◆ CONSIGNE 1 ◆
Dans le texte sur les pèlerins, relevez les états que la dernière question présente comme pouvant mener à une perception de la mort.
◆ CONSIGNE 2 ◆
Recopiez mot pour mot le passage du texte sur les pèlerins qui commence par «Maison Européenne de» et se termine par «réalité physique déchirante?».
____ TEXTE SOURCE
Maison Européenne de la Photographie 5, 7 Rue de Fourcy 75004 Paris France
«Quelle force entraîne les foules de pèlerins à travers les plus hautes montagnes et l’étendue infinie des déserts? Qu’ont donc en commun ceux qui lèvent les mains au ciel et ceux qui se frappent le front contre le sol? Pourquoi certains sont-ils nus et d’autres couverts jusqu’aux yeux, d’autres rasés, polis comme des amandes, ou bien avec des cheveux longs mêlés à leur barbe sous d’immenses turbans? Qui habite les corps transpercés des flagellants, qui a les membres couverts de cendre, qui se cache sous la peau peinte ou tatouée de dessins enchevêtrés, qui se trouve derrière les masques, derrière le voile? L’extase, la transe, la contemplation et la méditation mènent-elles à une perception indicible de la mort ou bien à une réalité physique déchirante?
A travers l’expérience directe, sans intentions encyclopédiques, j’ai pendant huit ans suivi la voie d’un projet photographique, autour d’un cheminement personnel : “ le Don”.
Aux origines des croyances, dans les premiers Textes Sacrés, comme dans la tradition orale païenne des Ancêtres, apparaît toute une trame de correspondances : rituels, gestes répétés depuis la nuit des temps, échos d’un même frémissement face au mystère de l’existence.
________
____ EXTRAITS DE DONNÉES
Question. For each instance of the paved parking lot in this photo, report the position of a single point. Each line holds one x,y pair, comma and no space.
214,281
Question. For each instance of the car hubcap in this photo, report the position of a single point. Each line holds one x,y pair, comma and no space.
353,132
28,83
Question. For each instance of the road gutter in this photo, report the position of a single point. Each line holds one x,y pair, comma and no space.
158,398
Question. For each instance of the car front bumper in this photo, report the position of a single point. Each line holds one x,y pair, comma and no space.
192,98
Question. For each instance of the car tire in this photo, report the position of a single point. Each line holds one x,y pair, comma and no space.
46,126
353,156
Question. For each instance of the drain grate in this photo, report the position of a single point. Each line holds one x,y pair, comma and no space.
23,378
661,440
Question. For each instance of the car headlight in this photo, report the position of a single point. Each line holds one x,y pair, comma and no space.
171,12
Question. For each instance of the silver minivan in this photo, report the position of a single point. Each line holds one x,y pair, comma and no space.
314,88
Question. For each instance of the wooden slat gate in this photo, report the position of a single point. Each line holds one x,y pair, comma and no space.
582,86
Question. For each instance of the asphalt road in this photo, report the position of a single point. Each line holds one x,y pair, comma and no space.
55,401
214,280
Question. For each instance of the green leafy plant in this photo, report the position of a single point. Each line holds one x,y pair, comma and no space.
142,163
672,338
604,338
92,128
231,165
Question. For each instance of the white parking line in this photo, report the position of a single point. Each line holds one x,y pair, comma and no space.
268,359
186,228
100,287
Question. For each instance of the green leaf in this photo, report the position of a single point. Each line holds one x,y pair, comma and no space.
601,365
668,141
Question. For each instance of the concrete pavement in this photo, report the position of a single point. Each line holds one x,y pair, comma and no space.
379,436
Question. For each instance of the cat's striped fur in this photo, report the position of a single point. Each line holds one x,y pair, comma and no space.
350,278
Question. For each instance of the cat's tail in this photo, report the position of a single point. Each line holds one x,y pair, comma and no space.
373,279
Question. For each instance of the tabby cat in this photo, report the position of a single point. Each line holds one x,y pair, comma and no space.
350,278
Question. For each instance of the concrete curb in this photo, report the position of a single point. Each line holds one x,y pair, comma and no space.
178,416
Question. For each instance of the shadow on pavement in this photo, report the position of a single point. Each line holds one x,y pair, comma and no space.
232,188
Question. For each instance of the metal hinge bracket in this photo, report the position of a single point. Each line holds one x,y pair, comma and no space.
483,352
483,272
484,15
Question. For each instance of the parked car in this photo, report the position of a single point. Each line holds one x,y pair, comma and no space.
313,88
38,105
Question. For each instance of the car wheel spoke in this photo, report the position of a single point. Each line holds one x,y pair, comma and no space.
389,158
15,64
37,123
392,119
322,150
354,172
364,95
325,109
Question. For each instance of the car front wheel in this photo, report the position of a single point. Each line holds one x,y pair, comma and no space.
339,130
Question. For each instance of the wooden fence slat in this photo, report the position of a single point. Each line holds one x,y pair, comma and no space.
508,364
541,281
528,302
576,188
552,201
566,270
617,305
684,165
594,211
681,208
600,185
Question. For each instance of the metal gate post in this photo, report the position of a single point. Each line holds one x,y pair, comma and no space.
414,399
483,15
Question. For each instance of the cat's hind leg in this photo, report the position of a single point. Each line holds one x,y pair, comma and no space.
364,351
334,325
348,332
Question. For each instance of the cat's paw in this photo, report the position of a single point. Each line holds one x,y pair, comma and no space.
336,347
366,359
________
◆ RÉSULTAT ATTENDU 1 ◆
l'extase, la transe, la contemplation, la méditation

◆ RÉSULTAT ATTENDU 2 ◆
Maison Européenne de la Photographie 5, 7 Rue de Fourcy 75004 Paris France
«Quelle force entraîne les foules de pèlerins à travers les plus hautes montagnes et l’étendue infinie des déserts? Qu’ont donc en commun ceux qui lèvent les mains au ciel et ceux qui se frappent le front contre le sol? Pourquoi certains sont-ils nus et d’autres couverts jusqu’aux yeux, d’autres rasés, polis comme des amandes, ou bien avec des cheveux longs mêlés à leur barbe sous d’immenses turbans? Qui habite les corps transpercés des flagellants, qui a les membres couverts de cendre, qui se cache sous la peau peinte ou tatouée de dessins enchevêtrés, qui se trouve derrière les masques, derrière le voile? L’extase, la transe, la contemplation et la méditation mènent-elles à une perception indicible de la mort ou bien à une réalité physique déchirante?